** start **

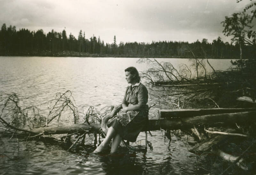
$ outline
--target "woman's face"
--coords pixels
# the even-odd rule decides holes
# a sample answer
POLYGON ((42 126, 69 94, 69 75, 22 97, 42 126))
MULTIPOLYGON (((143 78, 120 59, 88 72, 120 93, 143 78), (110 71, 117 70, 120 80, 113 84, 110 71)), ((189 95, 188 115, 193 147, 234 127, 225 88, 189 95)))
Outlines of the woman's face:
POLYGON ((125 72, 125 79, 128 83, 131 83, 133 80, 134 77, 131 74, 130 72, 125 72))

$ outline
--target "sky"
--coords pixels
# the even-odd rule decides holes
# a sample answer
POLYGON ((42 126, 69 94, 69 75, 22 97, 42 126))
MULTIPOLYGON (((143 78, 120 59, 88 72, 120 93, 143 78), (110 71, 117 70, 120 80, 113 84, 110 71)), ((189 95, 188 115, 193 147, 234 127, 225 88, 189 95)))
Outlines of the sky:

** end **
** start **

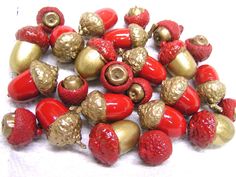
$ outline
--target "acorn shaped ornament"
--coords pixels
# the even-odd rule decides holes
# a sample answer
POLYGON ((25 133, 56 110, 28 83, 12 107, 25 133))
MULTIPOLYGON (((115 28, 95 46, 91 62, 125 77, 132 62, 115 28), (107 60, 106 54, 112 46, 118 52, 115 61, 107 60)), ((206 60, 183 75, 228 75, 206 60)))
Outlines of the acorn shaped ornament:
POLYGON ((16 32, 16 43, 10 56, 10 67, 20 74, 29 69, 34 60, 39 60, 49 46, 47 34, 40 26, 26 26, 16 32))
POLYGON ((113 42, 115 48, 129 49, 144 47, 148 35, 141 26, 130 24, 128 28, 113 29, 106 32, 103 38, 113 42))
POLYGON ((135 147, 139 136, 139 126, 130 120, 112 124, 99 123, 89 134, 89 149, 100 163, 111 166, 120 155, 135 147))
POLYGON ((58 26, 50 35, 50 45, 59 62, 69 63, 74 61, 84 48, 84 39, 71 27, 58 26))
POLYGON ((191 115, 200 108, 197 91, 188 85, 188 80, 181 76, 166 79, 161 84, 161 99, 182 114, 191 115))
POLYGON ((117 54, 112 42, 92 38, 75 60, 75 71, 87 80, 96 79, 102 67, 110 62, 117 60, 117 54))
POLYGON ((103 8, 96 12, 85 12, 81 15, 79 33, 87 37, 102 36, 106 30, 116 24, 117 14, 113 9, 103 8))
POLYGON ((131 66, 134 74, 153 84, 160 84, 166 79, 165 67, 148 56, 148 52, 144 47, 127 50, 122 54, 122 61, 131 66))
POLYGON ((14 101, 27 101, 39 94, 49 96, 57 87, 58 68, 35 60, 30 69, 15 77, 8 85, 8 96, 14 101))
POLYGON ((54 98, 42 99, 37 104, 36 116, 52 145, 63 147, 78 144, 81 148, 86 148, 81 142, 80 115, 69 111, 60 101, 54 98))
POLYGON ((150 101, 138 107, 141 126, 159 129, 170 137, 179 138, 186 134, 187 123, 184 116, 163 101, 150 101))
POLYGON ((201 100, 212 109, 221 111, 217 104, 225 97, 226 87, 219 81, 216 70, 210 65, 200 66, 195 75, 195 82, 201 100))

** end **

> _What the exercise asks_
Give the number of lines in the listing above that contain the string "acorn", and nothing else.

> _Result of the task_
2